● Given task
Set out as a numbered list the lines below, from the line containing "Question: Locate the white" through the last line, and omit any blank lines.

● Data shown
# # # # #
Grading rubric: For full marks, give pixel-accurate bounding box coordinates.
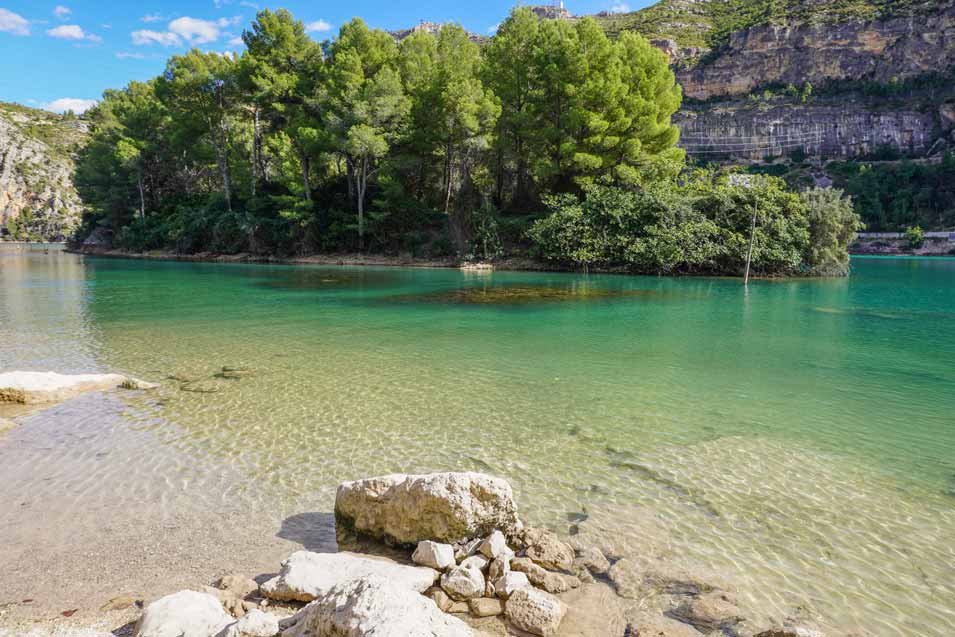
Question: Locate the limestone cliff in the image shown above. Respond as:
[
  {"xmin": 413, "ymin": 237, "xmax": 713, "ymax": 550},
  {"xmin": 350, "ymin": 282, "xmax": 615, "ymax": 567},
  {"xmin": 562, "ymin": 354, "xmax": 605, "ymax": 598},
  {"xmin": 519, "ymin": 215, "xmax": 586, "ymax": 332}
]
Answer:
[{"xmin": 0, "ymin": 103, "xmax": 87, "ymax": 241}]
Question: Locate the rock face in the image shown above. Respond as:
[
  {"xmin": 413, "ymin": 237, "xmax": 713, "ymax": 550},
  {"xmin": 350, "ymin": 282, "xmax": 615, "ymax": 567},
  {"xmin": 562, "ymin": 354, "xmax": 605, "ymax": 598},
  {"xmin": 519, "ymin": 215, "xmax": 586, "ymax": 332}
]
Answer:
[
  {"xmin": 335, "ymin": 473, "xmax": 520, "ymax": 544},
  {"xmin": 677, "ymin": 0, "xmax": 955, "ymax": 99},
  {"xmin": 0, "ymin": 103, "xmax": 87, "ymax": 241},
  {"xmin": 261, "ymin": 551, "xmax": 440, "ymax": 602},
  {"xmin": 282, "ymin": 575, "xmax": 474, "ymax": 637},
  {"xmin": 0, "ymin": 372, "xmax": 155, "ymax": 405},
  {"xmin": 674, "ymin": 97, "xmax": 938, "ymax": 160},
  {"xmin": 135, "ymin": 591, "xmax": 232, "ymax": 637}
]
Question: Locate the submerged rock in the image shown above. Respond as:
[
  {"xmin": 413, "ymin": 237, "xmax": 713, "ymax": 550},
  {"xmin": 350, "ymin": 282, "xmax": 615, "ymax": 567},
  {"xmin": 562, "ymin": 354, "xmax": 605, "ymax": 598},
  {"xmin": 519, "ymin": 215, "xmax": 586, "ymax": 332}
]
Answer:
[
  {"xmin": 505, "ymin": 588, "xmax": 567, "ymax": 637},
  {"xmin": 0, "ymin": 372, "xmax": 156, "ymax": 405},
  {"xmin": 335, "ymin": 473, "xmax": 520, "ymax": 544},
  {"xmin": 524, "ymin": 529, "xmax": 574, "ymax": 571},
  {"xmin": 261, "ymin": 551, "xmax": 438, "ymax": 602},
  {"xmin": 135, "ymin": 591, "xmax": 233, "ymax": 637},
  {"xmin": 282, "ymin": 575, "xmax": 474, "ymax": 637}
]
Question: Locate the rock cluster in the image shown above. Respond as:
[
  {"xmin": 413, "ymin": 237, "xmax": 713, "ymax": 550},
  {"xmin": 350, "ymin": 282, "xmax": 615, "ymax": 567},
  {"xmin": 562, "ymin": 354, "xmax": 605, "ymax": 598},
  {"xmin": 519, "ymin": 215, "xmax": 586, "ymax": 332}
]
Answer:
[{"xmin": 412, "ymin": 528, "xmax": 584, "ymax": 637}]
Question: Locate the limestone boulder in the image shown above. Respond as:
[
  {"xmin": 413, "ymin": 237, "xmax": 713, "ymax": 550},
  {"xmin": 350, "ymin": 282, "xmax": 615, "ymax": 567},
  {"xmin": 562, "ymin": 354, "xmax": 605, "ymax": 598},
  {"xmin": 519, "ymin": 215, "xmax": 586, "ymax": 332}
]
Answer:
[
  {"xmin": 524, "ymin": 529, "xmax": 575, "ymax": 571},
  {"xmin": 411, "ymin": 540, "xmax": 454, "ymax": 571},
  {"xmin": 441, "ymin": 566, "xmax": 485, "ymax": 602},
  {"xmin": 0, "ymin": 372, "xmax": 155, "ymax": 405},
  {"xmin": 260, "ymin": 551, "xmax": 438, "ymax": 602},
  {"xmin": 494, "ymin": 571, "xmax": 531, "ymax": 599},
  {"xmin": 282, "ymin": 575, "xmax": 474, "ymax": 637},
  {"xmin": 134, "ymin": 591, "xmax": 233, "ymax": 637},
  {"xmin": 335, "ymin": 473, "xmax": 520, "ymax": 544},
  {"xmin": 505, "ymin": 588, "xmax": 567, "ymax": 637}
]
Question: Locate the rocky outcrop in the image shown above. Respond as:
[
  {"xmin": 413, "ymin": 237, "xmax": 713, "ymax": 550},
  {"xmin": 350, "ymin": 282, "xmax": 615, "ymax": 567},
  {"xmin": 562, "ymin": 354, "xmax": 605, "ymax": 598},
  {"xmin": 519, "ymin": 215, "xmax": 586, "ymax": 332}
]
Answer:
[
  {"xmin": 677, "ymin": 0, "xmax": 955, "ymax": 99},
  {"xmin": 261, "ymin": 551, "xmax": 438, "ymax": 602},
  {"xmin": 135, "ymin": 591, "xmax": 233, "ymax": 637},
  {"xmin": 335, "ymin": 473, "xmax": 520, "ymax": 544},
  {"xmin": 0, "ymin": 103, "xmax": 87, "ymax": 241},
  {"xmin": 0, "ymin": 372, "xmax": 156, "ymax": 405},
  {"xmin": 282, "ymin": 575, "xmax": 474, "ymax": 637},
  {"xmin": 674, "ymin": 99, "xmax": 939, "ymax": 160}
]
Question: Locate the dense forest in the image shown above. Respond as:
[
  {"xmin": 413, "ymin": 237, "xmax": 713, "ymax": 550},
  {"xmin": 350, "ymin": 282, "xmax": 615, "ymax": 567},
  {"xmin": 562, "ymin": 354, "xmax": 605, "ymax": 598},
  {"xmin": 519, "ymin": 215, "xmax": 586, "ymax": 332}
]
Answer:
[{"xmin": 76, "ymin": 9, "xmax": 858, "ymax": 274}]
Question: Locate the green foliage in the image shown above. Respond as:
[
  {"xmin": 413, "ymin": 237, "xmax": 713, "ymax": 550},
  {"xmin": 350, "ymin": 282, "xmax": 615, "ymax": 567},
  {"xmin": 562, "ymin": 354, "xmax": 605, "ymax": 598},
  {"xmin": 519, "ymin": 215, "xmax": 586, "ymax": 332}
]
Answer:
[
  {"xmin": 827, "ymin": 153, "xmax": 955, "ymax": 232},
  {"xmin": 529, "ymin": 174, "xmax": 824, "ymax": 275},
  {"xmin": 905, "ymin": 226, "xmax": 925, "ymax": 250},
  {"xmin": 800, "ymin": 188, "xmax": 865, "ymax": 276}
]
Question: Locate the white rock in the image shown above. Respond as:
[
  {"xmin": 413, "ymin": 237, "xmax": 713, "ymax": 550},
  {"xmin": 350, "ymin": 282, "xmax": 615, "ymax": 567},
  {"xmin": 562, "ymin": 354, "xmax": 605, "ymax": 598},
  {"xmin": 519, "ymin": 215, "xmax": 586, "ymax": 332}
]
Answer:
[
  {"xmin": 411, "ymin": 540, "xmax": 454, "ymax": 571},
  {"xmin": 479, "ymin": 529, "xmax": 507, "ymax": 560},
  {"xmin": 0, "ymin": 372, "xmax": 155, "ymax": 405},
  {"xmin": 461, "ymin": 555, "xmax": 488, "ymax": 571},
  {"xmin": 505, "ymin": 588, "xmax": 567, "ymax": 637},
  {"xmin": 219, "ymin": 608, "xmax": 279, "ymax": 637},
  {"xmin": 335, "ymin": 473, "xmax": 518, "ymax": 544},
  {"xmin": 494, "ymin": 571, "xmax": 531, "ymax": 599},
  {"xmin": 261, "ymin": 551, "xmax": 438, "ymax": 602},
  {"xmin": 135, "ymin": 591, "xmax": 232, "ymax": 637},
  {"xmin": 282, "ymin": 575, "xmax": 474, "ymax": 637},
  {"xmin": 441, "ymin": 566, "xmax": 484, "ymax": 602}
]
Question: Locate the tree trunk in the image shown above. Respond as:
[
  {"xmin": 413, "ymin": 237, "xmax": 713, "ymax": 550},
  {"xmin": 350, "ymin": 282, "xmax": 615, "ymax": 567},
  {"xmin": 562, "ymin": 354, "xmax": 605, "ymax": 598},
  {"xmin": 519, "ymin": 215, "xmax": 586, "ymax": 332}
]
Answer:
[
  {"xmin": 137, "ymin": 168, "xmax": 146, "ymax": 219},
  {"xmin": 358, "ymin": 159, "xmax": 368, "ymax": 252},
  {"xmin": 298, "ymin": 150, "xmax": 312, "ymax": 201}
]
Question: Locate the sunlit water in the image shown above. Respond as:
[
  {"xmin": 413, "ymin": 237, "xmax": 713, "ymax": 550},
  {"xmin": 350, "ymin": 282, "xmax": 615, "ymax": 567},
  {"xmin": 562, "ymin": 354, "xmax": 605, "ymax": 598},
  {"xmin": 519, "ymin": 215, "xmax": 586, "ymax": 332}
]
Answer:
# # # # #
● Response to the exercise
1. Question: Locate the white rock in the image shown above. Respond as:
2. [
3.   {"xmin": 413, "ymin": 237, "xmax": 713, "ymax": 550},
4.   {"xmin": 350, "ymin": 282, "xmax": 615, "ymax": 567},
5.   {"xmin": 562, "ymin": 354, "xmax": 605, "ymax": 598},
6.   {"xmin": 519, "ymin": 215, "xmax": 586, "ymax": 332}
7. ]
8. Answer:
9. [
10.   {"xmin": 411, "ymin": 540, "xmax": 454, "ymax": 571},
11.   {"xmin": 479, "ymin": 529, "xmax": 507, "ymax": 560},
12.   {"xmin": 0, "ymin": 372, "xmax": 155, "ymax": 405},
13.   {"xmin": 461, "ymin": 555, "xmax": 488, "ymax": 571},
14.   {"xmin": 505, "ymin": 588, "xmax": 567, "ymax": 637},
15.   {"xmin": 219, "ymin": 608, "xmax": 279, "ymax": 637},
16.   {"xmin": 335, "ymin": 473, "xmax": 518, "ymax": 544},
17.   {"xmin": 494, "ymin": 571, "xmax": 531, "ymax": 599},
18.   {"xmin": 261, "ymin": 551, "xmax": 438, "ymax": 602},
19.   {"xmin": 135, "ymin": 591, "xmax": 232, "ymax": 637},
20.   {"xmin": 282, "ymin": 575, "xmax": 474, "ymax": 637},
21.   {"xmin": 441, "ymin": 566, "xmax": 484, "ymax": 602}
22. ]
23. Question: Locate the tree trunk in the image shown above. Respond as:
24. [
25.   {"xmin": 413, "ymin": 237, "xmax": 713, "ymax": 550},
26.   {"xmin": 350, "ymin": 282, "xmax": 615, "ymax": 567},
27.   {"xmin": 562, "ymin": 354, "xmax": 605, "ymax": 598},
28.   {"xmin": 519, "ymin": 215, "xmax": 586, "ymax": 332}
29. ]
30. Answer:
31. [
32.   {"xmin": 137, "ymin": 168, "xmax": 146, "ymax": 219},
33.   {"xmin": 358, "ymin": 159, "xmax": 368, "ymax": 252},
34.   {"xmin": 298, "ymin": 150, "xmax": 312, "ymax": 201}
35. ]
36. Question: Locate the sunlit water in the image shown above. Respond as:
37. [
38.   {"xmin": 413, "ymin": 237, "xmax": 713, "ymax": 550},
39.   {"xmin": 350, "ymin": 282, "xmax": 615, "ymax": 567},
40.   {"xmin": 562, "ymin": 354, "xmax": 605, "ymax": 598},
41.   {"xmin": 519, "ymin": 215, "xmax": 586, "ymax": 332}
42. ]
43. Answer:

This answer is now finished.